Text shown:
--- Start ---
For the initial zswap_cpu_comp_prepare() call on a CPU, it doesn't
matter because a failure will cause a failure of initialization or CPU
onlining. For calls after a CPU is offlined, zswap_cpu_comp_dead()
will have set acomp_ctx->req to NULL, so leaving it unmodified keeps
it as NULL.

Although I suppose the comment is not really clear because
zswap_cpu_comp_prepare() could fail before acomp_request_alloc() is
ever called and this would not be a problem (as the onlining will
fail).

Maybe it's best to just drop the comment.

Andrew, could you please fold this in?

diff --git a/mm/zswap.c b/mm/zswap.c
index 4d7e564732267..30f5a27a68620 100644
--- a/mm/zswap.c
+++ b/mm/zswap.c
@@ -848,8 +848,6 @@ static int zswap_cpu_comp_prepare(unsigned int
cpu, struct hlist_node *node)
                ret = -ENOMEM;
                goto req_fail;
        }
-
-       /* acomp_ctx->req must be NULL if the acomp_ctx is not fully
initialized */
        acomp_ctx->req = req;

        crypto_init_wait(&acomp_ctx->wait);

>
> I was wondering how error conditions encountered in zswap_cpu_comp_prepare()
> will impact zswap_[de]compress(). This is probably unrelated to this patch itself,
> but is my understanding correct that an error in this procedure will cause
> zswap_enabled to be set to false, which will cause any zswap_stores() to fail early?

Yeah that is my understanding, for the initial call. For later calls
when a CPU gets onlined I think the CPU onlining fails and the
acomp_ctx is not used.
--- End ---
The task:
Answer from the zswap text.
1. What value does zswap_cpu_comp_dead() leave in acomp_ctx->req?
2. What does the writer propose doing with the comment in zswap_cpu_comp_prepare()?
3. For later calls when a CPU gets onlined, what does the writer think happens after an error?

Given data:
--- Start ---
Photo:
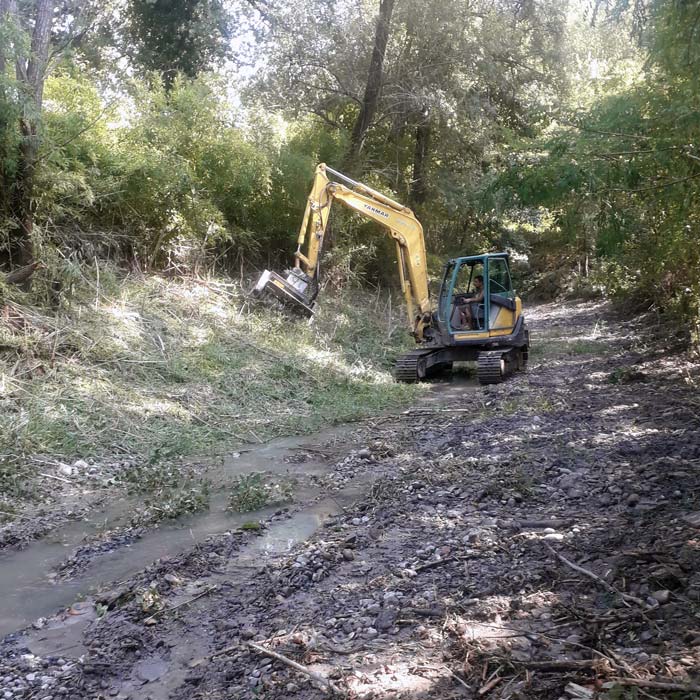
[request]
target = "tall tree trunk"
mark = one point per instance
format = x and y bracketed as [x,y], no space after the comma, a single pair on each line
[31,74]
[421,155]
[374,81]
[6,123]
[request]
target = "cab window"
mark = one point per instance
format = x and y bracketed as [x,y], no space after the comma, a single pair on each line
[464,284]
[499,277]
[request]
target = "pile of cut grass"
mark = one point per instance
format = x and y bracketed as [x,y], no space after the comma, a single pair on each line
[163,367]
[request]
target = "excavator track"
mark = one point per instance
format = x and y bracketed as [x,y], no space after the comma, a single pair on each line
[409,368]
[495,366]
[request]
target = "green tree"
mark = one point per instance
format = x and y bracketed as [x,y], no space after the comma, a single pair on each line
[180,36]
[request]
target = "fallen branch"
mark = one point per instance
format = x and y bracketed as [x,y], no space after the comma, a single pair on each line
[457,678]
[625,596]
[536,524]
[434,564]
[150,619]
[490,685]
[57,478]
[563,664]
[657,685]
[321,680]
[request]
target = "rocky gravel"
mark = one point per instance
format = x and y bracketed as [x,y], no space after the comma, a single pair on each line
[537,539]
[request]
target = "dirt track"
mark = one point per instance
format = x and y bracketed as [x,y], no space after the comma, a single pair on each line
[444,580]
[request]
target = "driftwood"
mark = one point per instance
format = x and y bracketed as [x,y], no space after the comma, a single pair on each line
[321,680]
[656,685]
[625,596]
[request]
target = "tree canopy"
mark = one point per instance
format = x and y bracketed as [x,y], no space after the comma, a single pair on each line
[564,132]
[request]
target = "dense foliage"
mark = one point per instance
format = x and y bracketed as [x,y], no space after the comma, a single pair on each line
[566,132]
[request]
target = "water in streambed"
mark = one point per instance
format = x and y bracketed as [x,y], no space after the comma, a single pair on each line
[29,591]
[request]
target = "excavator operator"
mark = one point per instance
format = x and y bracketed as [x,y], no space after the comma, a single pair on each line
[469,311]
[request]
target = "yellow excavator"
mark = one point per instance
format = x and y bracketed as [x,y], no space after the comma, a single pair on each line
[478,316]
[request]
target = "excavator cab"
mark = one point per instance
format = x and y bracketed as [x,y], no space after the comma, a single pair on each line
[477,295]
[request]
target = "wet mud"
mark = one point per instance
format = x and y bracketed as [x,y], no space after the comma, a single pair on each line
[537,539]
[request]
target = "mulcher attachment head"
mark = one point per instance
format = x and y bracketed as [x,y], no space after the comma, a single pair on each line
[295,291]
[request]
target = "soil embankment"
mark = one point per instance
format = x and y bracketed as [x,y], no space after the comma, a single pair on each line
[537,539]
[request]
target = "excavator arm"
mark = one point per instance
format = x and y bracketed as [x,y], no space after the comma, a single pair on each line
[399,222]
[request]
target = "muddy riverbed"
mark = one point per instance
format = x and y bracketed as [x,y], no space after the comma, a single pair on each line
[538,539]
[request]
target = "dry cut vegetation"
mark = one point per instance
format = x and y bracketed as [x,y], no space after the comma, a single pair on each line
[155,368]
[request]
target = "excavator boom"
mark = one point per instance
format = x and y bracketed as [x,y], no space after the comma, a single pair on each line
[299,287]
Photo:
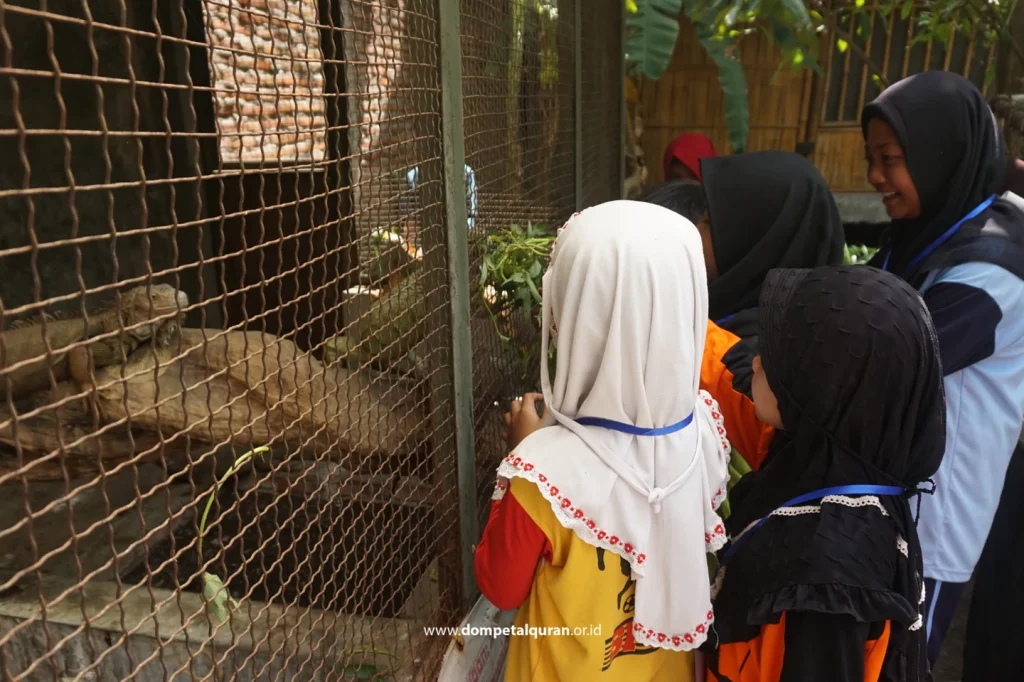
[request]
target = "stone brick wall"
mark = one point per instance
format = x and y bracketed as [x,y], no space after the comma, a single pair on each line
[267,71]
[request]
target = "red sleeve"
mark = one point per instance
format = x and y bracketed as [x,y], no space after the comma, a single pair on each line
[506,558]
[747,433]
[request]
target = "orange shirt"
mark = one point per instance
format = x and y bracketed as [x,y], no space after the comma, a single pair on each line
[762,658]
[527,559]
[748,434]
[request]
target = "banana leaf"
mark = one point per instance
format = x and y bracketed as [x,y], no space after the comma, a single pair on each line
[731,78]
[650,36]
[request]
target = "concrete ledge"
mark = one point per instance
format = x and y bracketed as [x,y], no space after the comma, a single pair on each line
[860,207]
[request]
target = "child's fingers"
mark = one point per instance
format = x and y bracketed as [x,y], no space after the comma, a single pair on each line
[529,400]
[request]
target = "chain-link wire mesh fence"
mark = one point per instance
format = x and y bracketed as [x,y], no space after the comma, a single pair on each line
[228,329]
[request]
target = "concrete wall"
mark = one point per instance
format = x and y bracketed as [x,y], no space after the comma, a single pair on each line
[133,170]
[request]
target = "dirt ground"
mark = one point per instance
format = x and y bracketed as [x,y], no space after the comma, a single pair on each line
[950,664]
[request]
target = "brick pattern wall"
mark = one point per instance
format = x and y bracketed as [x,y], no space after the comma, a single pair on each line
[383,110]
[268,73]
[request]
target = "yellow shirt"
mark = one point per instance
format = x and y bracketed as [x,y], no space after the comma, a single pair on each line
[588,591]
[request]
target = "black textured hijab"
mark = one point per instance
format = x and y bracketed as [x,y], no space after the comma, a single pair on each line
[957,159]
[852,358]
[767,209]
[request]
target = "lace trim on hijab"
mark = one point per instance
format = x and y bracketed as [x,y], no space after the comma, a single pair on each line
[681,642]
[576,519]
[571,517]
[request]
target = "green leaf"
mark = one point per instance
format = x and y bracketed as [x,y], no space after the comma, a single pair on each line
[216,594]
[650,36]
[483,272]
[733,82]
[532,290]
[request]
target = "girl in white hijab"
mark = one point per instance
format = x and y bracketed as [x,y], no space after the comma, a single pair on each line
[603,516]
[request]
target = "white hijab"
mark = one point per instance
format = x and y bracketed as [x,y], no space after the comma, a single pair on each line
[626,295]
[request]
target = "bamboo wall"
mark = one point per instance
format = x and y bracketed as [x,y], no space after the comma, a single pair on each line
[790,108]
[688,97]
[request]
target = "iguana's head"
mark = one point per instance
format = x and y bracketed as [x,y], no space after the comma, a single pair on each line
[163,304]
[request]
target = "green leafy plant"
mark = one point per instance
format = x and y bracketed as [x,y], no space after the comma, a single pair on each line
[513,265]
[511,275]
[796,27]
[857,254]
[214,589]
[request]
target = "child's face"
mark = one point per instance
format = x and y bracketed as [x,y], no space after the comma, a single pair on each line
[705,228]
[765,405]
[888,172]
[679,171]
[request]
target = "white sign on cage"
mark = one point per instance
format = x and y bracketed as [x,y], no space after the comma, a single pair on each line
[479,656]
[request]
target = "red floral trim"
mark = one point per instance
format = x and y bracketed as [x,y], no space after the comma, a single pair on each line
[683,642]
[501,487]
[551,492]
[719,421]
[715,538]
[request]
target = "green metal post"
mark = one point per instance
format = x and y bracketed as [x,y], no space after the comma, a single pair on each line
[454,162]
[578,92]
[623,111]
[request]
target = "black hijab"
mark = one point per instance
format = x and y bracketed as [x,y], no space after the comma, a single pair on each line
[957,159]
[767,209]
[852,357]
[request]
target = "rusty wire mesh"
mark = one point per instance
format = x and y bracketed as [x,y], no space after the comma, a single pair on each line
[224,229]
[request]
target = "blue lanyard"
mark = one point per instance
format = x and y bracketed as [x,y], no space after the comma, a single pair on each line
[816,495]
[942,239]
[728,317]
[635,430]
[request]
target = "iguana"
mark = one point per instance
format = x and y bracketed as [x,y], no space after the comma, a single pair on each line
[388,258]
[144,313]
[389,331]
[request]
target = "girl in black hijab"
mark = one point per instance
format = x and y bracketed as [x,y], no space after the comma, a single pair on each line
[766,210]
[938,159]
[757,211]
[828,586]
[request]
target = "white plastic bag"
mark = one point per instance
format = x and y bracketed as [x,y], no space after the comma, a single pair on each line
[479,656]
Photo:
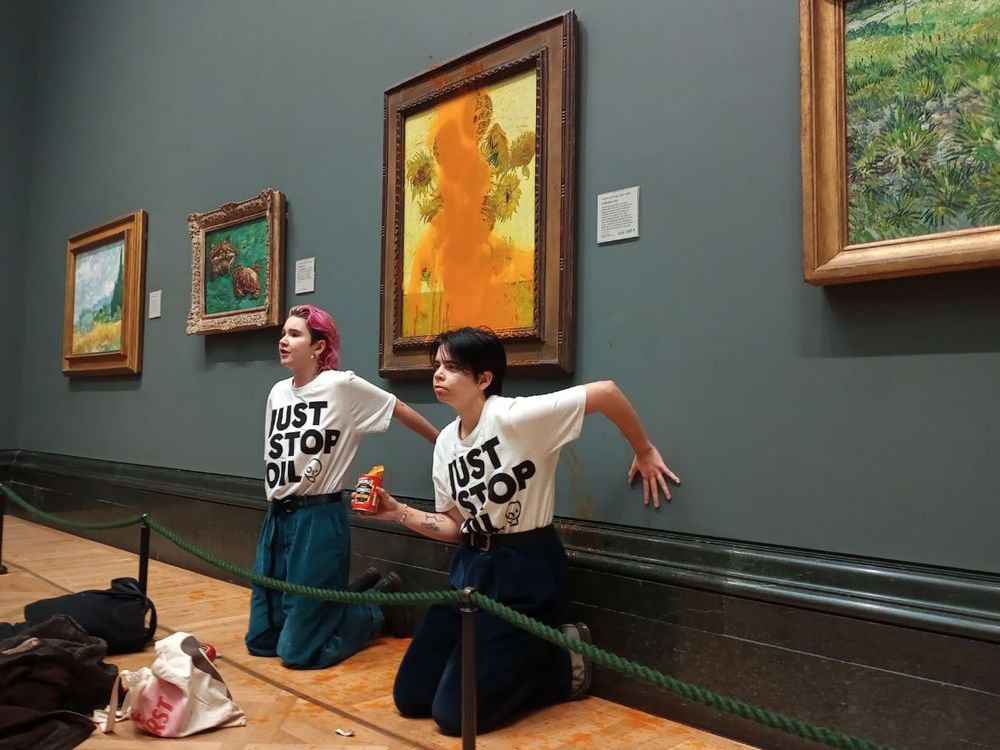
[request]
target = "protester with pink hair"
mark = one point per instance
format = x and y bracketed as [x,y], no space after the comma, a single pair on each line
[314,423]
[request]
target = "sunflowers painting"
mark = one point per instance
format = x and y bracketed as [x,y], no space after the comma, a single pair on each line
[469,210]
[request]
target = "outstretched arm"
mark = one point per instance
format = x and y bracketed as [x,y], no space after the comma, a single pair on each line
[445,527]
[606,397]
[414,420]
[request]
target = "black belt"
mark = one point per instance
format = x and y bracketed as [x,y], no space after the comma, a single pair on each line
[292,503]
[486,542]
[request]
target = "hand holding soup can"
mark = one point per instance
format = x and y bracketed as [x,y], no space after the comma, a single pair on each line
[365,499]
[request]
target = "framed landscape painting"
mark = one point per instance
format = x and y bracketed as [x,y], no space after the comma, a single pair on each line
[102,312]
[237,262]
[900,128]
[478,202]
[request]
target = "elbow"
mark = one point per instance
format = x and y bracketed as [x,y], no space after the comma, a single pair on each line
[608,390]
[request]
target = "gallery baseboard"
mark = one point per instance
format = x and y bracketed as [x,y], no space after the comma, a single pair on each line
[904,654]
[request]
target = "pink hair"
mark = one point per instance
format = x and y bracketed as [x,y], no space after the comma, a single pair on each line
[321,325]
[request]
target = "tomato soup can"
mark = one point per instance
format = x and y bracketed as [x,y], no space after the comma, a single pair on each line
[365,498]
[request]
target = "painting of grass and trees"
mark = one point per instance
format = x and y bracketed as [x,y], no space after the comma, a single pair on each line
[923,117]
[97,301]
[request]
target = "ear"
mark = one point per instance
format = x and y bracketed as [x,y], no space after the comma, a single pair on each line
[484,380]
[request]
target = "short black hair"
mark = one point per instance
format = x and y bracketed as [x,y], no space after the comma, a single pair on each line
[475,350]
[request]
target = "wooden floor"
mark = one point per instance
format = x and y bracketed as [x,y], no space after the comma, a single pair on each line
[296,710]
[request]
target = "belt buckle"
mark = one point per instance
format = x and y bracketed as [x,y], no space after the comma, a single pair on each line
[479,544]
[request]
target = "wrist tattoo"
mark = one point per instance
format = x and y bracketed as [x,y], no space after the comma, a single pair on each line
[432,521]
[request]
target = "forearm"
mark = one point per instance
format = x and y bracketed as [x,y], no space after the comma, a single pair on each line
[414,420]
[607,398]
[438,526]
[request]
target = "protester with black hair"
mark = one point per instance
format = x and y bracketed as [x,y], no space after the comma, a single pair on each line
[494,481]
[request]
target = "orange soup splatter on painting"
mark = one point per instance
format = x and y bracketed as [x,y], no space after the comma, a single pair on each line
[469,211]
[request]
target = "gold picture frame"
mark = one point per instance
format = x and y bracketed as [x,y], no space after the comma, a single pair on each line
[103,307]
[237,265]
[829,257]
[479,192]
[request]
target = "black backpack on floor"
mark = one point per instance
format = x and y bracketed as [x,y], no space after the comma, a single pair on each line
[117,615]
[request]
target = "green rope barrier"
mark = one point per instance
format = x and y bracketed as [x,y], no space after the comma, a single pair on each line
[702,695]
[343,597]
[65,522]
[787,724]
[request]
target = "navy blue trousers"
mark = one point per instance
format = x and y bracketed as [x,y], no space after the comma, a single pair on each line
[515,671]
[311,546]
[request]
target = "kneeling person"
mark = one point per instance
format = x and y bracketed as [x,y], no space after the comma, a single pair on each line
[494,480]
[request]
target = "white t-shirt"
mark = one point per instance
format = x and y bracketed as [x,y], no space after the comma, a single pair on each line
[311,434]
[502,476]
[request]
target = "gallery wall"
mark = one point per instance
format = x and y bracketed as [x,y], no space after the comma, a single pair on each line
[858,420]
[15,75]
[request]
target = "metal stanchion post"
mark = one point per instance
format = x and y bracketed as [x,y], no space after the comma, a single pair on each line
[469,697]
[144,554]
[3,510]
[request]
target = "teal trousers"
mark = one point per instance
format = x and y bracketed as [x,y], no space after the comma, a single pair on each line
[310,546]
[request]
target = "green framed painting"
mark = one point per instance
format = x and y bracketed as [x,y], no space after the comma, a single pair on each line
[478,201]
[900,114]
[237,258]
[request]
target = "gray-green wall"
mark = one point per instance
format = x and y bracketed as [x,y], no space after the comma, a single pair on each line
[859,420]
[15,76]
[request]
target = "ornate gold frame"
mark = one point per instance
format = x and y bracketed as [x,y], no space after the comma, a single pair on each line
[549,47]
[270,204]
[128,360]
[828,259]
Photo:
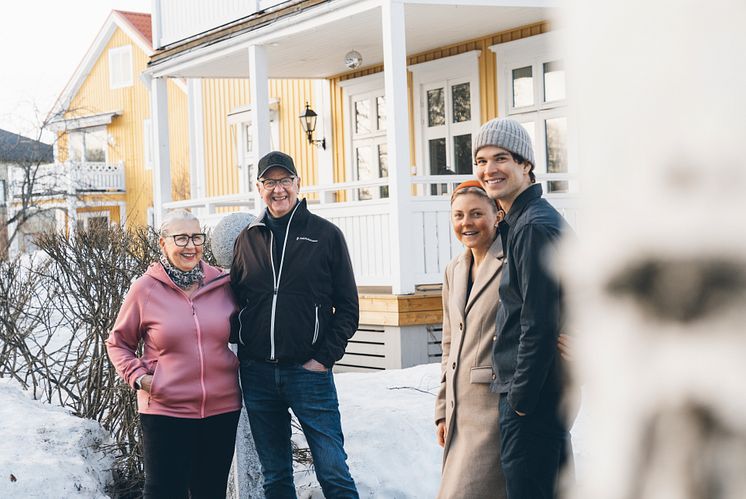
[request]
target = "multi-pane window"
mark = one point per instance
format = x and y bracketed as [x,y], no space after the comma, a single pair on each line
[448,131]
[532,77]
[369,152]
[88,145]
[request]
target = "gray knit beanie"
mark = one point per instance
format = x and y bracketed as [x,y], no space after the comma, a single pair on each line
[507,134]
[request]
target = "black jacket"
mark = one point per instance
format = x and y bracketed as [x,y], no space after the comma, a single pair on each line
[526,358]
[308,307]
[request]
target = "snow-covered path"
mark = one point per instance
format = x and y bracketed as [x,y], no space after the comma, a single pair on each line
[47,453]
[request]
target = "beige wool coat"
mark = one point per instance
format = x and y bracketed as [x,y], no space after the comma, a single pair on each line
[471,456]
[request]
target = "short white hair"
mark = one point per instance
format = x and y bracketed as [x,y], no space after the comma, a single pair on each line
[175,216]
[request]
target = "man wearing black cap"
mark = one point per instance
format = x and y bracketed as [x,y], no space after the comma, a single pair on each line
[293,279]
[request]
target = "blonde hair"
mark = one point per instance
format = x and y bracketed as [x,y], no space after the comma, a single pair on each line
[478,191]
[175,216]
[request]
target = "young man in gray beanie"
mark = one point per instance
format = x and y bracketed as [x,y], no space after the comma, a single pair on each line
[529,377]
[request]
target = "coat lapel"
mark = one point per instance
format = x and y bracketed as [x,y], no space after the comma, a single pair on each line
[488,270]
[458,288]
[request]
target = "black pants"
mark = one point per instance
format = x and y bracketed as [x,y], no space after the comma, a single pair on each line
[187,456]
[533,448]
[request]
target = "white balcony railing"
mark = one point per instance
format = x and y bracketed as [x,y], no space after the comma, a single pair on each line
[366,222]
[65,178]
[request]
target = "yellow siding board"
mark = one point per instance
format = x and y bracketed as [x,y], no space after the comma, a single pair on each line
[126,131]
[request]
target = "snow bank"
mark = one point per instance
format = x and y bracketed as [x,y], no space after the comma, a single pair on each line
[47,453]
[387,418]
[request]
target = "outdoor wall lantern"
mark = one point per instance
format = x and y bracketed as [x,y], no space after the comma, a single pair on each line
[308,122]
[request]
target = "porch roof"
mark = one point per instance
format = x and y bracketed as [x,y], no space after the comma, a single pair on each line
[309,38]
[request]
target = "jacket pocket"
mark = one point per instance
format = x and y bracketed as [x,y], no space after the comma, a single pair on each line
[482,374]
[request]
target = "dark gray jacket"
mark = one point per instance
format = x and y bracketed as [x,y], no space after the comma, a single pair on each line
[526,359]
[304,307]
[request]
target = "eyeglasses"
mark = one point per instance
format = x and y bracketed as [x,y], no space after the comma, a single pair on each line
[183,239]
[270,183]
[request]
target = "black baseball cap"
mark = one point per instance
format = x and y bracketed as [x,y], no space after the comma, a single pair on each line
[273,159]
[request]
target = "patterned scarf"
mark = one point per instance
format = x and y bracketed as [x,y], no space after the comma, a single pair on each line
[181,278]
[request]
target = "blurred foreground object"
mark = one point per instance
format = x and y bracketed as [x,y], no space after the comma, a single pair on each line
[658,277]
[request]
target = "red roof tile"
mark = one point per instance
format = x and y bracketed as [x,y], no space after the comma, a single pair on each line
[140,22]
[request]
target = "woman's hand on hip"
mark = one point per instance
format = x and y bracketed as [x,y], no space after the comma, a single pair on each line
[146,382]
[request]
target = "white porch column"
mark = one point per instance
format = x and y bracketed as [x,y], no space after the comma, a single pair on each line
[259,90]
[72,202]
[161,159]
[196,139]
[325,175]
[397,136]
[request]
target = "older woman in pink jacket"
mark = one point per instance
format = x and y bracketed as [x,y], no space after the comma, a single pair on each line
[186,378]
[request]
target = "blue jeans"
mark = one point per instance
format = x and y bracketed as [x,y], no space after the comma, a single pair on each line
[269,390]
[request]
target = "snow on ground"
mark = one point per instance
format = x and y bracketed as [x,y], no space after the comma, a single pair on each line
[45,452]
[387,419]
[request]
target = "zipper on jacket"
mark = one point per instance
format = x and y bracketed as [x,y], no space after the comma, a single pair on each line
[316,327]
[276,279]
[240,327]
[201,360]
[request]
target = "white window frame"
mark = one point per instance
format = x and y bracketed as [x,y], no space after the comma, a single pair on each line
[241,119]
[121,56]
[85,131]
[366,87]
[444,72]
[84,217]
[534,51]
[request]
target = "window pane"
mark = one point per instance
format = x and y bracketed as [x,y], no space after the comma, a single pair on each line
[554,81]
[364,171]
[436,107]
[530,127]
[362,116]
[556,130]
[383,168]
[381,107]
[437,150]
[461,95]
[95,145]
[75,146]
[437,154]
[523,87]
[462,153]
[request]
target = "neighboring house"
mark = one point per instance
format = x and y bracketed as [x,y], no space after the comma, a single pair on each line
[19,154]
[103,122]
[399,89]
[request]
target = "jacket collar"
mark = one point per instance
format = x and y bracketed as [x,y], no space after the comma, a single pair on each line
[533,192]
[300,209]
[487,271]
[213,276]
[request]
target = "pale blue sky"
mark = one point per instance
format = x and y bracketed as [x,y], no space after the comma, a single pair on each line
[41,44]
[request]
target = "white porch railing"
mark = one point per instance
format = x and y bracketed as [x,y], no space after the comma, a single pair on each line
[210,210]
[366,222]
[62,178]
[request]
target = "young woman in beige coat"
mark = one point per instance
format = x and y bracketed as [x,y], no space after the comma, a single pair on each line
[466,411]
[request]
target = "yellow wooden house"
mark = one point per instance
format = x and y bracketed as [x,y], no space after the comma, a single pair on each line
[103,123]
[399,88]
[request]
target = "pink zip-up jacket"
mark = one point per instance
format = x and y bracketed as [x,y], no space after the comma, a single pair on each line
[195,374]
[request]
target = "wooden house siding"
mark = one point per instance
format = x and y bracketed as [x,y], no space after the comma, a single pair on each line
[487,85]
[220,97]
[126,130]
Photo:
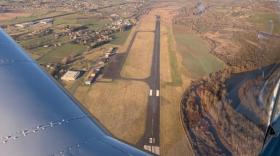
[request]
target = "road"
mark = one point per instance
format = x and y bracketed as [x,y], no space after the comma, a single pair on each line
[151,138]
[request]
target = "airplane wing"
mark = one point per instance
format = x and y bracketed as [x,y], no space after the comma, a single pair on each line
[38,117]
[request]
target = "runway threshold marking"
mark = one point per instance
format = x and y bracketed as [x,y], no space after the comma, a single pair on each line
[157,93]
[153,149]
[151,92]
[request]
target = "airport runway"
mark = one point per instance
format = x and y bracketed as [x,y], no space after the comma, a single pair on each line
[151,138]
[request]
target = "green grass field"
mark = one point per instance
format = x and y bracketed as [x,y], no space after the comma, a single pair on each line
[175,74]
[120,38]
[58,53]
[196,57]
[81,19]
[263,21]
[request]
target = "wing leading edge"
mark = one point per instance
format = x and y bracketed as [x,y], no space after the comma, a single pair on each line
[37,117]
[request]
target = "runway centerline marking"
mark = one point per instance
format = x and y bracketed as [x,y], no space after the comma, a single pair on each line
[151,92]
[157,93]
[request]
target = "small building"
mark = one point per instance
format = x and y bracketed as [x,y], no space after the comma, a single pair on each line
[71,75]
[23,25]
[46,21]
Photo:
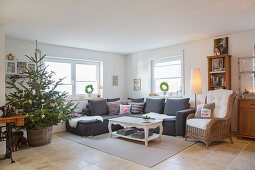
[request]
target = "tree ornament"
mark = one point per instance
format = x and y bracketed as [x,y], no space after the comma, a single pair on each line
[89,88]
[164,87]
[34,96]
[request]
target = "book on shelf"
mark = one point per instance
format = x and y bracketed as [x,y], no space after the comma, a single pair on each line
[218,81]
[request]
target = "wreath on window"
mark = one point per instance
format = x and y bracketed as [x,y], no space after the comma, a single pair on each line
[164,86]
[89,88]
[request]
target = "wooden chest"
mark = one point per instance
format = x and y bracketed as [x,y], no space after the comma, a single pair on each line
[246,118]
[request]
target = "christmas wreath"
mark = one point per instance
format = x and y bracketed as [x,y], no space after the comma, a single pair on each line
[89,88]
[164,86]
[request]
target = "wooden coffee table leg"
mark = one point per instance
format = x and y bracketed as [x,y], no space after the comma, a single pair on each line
--- End ---
Output for this exercise:
1. NULL.
2. Dropping it.
3. The CPU onlining fails, and the acomp_ctx is not used.